> _引用文_
病院を退院した翌々日だったか、千葉県市原の「湖畔美術館」に行った。➡『末盛千枝子と舟越家の人々』
その末盛千枝子さんが、先週月曜日・朝刊の半面記事「あの人に迫る」で近況が特集されていた。10年間続けた「3.11絵本プロジェクトいわて」はいちおう区切りをつけたものの、すべての人に絵本を読んで欲しいという思いは、いまだに尽きることのないご様子だった。
御年82歳ながらお元気そうでうらやましい。大震災の1年前に岩手八幡平市に引っ越してから、現地の人々との交流を深めている。そのなかのエピソードが印象に残ったので、覚書として記す。
陸前高田の友達の話が忘れられません。信号のある交差点を車で運転していたら、信号が青になったのに前の車が止まったまま動かない。後ろで待っている人たちが「もう青になっているよ」と言うと、前の車の人は「いくら青になったって人がたくさん渡っている、いけないだろう」って。もちろん誰もいないんだけど、そういう話がいっぱいあるのだと。なんだかとっても切なかったです。

> _抽出資料_
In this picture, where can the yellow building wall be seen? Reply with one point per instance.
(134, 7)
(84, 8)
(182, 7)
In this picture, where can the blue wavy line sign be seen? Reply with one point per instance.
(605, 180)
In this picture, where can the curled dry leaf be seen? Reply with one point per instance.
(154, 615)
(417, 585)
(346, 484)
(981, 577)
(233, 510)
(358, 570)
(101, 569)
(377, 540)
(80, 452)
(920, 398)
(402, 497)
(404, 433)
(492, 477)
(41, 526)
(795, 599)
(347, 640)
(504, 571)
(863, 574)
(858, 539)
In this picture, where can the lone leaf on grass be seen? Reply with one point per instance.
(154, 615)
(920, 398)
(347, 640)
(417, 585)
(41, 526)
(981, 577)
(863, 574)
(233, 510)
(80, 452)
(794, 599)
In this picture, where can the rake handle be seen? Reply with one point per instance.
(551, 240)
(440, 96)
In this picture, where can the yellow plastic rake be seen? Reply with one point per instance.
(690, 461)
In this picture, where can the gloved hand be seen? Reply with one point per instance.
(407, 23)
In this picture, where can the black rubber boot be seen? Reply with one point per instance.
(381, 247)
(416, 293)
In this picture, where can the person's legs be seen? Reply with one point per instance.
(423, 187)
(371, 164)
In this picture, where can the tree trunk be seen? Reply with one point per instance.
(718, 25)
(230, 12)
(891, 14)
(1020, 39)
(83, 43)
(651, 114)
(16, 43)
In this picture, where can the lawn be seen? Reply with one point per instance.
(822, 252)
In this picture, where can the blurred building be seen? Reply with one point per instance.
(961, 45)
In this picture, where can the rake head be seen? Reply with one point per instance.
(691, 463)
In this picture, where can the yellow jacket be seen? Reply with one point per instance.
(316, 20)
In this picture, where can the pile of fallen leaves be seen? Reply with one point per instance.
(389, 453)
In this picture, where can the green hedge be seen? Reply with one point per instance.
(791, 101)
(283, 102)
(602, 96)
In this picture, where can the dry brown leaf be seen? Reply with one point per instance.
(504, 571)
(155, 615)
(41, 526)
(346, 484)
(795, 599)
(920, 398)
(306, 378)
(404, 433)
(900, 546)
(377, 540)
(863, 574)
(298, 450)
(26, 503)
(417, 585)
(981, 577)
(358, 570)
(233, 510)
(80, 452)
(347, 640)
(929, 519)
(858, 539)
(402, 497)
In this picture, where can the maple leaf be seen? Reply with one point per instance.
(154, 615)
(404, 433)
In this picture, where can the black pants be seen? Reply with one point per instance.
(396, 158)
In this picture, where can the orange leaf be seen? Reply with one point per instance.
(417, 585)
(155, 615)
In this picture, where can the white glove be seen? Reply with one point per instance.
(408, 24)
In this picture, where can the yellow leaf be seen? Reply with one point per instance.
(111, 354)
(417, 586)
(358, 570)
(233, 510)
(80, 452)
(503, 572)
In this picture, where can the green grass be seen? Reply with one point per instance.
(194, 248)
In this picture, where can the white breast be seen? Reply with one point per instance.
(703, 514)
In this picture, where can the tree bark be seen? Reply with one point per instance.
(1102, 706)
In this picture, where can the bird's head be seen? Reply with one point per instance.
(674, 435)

> _取り組む課題_
a) 引用文のなかで、かぎかっこ「」で囲まれている語句をすべて書き出してください。
b) 引用文の「その末盛千枝子さんが、先週月」から「だかとっても切なかったです。」までの部分を、「信号」を「信号機」に置き換えて書き直してください。
c) 引用文によると、末盛千枝子さんが岩手八幡平市に引っ越したのはいつですか。
引用文の内容のみを根拠としてください。

> _解答一覧_
a)
湖畔美術館
あの人に迫る
3.11絵本プロジェクトいわて
もう青になっているよ
いくら青になったって人がたくさん渡っている、いけないだろう

b)
その末盛千枝子さんが、先週月曜日・朝刊の半面記事「あの人に迫る」で近況が特集されていた。10年間続けた「3.11絵本プロジェクトいわて」はいちおう区切りをつけたものの、すべての人に絵本を読んで欲しいという思いは、いまだに尽きることのないご様子だった。
御年82歳ながらお元気そうでうらやましい。大震災の1年前に岩手八幡平市に引っ越してから、現地の人々との交流を深めている。そのなかのエピソードが印象に残ったので、覚書として記す。
陸前高田の友達の話が忘れられません。信号機のある交差点を車で運転していたら、信号機が青になったのに前の車が止まったまま動かない。後ろで待っている人たちが「もう青になっているよ」と言うと、前の車の人は「いくら青になったって人がたくさん渡っている、いけないだろう」って。もちろん誰もいないんだけど、そういう話がいっぱいあるのだと。なんだかとっても切なかったです。

c) 大震災の1年前です。